WHAT THE TASK ASKS:
Would you retype, word for word, the line with "Practice problem: What is the bounding box of the bird's" and every line after it through the end of the records below?

***

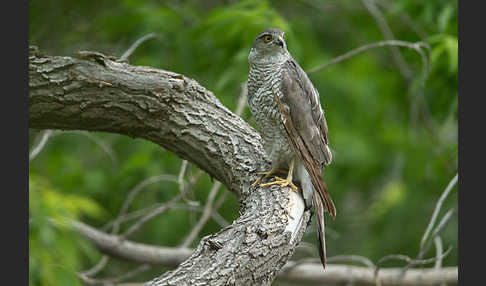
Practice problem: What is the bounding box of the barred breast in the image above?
[248,61,293,168]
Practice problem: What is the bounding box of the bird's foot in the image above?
[260,177,299,193]
[251,170,275,187]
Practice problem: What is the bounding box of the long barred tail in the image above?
[312,192,326,269]
[297,164,335,268]
[303,161,336,219]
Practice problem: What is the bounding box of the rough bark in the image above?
[70,221,458,286]
[29,48,310,285]
[29,48,268,195]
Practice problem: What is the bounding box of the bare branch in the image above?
[362,0,412,80]
[180,182,221,247]
[112,174,177,234]
[119,33,158,61]
[307,40,427,73]
[120,194,182,240]
[71,221,458,286]
[420,173,458,248]
[29,130,53,161]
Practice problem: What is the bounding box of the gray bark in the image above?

***

EXERCISE SOLUTION:
Practice problem: What is the bounding box of the bird's foot in the image above?
[260,177,299,193]
[251,170,275,187]
Practice problem: What is the bounding box of the long barred tail in the image above?
[312,192,326,269]
[297,164,335,268]
[303,161,336,219]
Practice problem: What is the bounding box of the rough bark in the image above?
[70,221,458,286]
[29,48,310,285]
[29,48,268,195]
Practice problem: What is the bounding box of the bare branch in the image above?
[362,0,412,80]
[180,182,221,247]
[112,174,177,234]
[119,33,158,61]
[307,40,427,73]
[120,194,182,240]
[71,221,458,286]
[420,173,458,248]
[29,130,53,161]
Practice problem: What is the bounding box of the gray bark in the image above?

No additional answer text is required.